[BEGIN TEXT PASSAGE]
Your logic error is that, if s and t point to identical strings, you
don't stop scanning when you reach the end.

You say that the strings are modified, but the code you posted doesn't
attempt to demonstrate that. Looking at the code, it does modify the
values of s and t (as it's designed to do). But s and t are pointers,
not strings. The strings themselves are not modified.

Remember that a "string" is "a contiguous sequence of characters
terminated by and including the first null character" (C99 7.1.1p1).
It's a data layout, not a data type.

For example:

char str[] = "Hello";
char *s;
s = str;
/*
* s points to the string "Hello". (It actually points
* to the first character of the string; we refer to
* a pointer to the first character of a string as a
* pointer to the string itself).
*/

s++;
/*
* Now s points to the string "ello" (which is the trailing
* portion of the string "Hello"). The original string
* "Hello" is still there in all its salutational glory,
* and we haven't modified that string. We've merely
* modified the pointer s so it points to a different
* string, one that happens to be part of the original
* string.
[END TEXT PASSAGE]
[BEGIN LISTING]
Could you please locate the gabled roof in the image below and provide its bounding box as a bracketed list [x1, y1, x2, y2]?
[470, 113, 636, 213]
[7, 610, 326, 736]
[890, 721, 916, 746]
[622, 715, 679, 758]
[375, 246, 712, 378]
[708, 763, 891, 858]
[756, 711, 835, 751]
[END LISTING]
→ **TASKS TO COMPLETE**:
(1) Quote the reply on C strings and pointers, starting at "Remember that a" and ending at "a data type.".
(2) Decide whether each statement agrees with the reply on C strings and pointers, giving yes or no and quoting the words that settle it. (a) The posted code modifies the strings themselves. (b) A string is described as a data layout rather than a data type. (c) After s++, s points to the string "ello".
(3) In the reply on C strings and pointers, what reference is cited for the definition of a string?
The material has no role in this.

→ **RESPONSES TO THE TASKS**:
(1)
Remember that a "string" is "a contiguous sequence of characters
terminated by and including the first null character" (C99 7.1.1p1).
It's a data layout, not a data type.

(2)
(a) No: "The strings themselves are not modified."
(b) Yes: "It's a data layout, not a data type."
(c) Yes: "Now s points to the string "ello""

(3) C99 7.1.1p1